(Stored entries)
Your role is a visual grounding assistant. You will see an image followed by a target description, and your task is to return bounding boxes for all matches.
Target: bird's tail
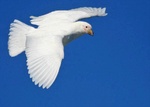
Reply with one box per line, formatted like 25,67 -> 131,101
8,20 -> 34,57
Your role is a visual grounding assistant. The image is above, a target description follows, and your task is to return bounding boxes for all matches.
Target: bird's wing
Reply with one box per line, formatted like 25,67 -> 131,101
26,36 -> 64,88
30,7 -> 107,26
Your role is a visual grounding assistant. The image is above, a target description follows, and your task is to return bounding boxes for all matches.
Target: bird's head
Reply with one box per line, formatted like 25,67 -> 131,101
77,21 -> 94,36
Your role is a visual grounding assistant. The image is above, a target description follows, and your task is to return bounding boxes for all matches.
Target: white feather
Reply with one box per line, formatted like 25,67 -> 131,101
8,7 -> 107,88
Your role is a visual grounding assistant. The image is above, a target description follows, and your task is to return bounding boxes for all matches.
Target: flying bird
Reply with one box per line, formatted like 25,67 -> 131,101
8,7 -> 107,89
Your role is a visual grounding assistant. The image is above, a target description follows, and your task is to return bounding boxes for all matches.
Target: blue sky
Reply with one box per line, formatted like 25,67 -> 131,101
0,0 -> 150,107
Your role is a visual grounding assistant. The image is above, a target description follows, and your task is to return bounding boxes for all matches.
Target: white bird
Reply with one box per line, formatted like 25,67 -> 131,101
8,7 -> 107,89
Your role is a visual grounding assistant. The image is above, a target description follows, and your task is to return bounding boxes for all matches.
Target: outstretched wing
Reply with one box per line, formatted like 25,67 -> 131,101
30,7 -> 107,26
26,36 -> 64,88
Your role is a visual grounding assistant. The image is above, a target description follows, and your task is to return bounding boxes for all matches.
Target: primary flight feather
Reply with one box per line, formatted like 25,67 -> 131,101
8,7 -> 107,88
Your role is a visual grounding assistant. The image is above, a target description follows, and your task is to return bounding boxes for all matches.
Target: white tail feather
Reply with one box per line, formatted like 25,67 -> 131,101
8,20 -> 33,57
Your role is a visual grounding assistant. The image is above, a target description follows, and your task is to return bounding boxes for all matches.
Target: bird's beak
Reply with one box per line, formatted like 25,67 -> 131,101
87,29 -> 94,36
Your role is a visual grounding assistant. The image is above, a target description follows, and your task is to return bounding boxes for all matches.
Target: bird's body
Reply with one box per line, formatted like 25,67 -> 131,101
8,7 -> 107,88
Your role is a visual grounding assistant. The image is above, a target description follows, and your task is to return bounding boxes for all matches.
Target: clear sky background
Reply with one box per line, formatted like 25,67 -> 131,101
0,0 -> 150,107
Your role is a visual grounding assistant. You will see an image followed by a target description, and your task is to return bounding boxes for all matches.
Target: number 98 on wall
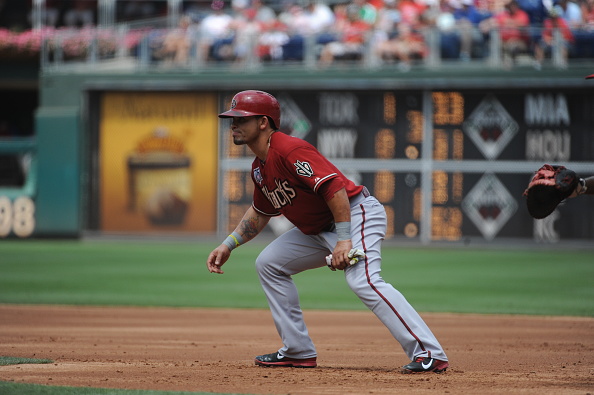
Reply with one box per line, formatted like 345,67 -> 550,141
0,196 -> 35,237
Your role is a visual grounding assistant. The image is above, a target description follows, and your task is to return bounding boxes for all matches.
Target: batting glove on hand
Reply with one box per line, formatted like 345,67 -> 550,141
326,248 -> 365,271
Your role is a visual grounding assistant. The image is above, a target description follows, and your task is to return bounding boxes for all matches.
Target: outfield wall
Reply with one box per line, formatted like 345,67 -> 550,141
0,68 -> 594,243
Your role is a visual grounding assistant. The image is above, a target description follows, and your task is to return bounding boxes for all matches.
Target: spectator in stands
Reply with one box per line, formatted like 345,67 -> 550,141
230,4 -> 263,64
375,0 -> 402,33
432,0 -> 461,59
580,0 -> 594,26
450,0 -> 492,61
27,0 -> 60,27
304,0 -> 336,34
0,0 -> 29,31
480,0 -> 530,68
157,15 -> 196,66
64,0 -> 97,27
352,0 -> 377,25
258,19 -> 289,61
249,0 -> 276,23
199,0 -> 235,61
122,0 -> 160,21
320,3 -> 371,67
375,22 -> 427,72
534,8 -> 574,70
398,0 -> 427,29
555,0 -> 584,29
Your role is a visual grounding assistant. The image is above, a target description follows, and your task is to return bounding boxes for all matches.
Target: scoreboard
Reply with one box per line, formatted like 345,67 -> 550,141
219,89 -> 594,242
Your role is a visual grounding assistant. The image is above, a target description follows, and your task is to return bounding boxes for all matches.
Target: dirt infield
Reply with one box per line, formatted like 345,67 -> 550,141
0,305 -> 594,395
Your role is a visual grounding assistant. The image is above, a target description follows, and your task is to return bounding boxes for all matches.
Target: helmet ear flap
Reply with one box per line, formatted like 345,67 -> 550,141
219,90 -> 280,130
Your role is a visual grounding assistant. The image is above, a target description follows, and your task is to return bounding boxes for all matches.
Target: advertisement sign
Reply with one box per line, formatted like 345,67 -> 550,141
99,92 -> 218,232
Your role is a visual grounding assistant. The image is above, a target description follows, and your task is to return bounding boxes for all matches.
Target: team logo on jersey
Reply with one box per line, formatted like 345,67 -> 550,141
262,178 -> 297,210
254,167 -> 263,185
293,160 -> 313,177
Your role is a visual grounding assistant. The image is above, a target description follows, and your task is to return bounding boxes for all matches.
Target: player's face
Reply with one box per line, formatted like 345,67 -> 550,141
231,116 -> 262,145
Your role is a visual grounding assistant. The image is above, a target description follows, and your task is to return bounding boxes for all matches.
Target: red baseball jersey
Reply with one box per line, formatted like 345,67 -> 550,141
252,132 -> 363,234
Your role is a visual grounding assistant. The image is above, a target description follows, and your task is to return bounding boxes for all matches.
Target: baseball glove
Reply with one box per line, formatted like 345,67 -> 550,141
524,165 -> 579,219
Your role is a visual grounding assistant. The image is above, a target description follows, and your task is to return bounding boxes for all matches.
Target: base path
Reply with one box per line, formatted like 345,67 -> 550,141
0,305 -> 594,395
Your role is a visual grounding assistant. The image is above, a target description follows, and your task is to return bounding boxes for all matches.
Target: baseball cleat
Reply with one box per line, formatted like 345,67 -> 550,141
254,352 -> 318,368
400,357 -> 450,374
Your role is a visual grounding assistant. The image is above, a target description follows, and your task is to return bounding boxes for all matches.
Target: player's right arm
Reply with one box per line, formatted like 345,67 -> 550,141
206,206 -> 270,274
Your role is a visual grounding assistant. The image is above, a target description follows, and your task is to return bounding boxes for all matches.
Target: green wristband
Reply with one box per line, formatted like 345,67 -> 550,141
334,222 -> 351,241
223,232 -> 243,251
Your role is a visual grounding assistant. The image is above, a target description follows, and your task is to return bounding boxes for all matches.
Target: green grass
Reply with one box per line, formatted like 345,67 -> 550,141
0,240 -> 594,317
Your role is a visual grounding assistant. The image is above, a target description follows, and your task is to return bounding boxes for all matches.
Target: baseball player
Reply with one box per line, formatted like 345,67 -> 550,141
206,90 -> 448,373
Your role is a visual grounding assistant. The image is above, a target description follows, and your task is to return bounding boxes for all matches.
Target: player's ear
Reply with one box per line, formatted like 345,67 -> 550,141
258,115 -> 272,130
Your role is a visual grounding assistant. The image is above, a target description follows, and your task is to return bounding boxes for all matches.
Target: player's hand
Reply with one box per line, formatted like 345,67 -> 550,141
332,240 -> 353,270
206,244 -> 231,274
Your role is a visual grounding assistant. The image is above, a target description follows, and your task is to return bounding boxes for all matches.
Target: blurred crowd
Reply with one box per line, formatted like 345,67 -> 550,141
0,0 -> 594,71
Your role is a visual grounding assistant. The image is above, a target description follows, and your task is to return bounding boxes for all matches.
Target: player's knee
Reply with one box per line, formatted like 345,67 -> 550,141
256,250 -> 272,273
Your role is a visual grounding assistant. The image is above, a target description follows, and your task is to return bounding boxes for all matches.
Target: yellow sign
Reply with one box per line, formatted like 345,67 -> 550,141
99,92 -> 217,232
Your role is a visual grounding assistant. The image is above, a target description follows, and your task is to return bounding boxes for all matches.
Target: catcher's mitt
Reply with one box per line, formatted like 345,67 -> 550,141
524,165 -> 579,219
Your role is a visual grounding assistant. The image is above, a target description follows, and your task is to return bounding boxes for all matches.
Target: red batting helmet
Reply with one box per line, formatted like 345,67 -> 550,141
219,90 -> 280,129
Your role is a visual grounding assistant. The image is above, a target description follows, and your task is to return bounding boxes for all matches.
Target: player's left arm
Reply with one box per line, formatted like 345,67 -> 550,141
326,188 -> 353,270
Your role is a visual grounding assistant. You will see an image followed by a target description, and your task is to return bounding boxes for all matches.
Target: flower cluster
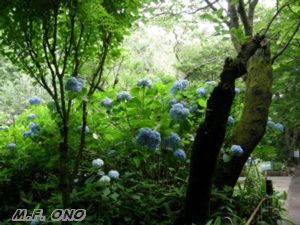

Brief.
Reproduce the listing from its first line through the line containing "8,20 -> 34,57", swapping "tail" for "beak" and keeping everything else the same. Return only those lines, and leave out the pictures.

Solution to the exercise.
Your role is a visual grounding assistant. You will see an image followed by a target description, and your task is to return bounding boxes for all matches.
Target: bird's beak
Reply with one box per line, formatted like 25,67 -> 131,101
8,20 -> 34,57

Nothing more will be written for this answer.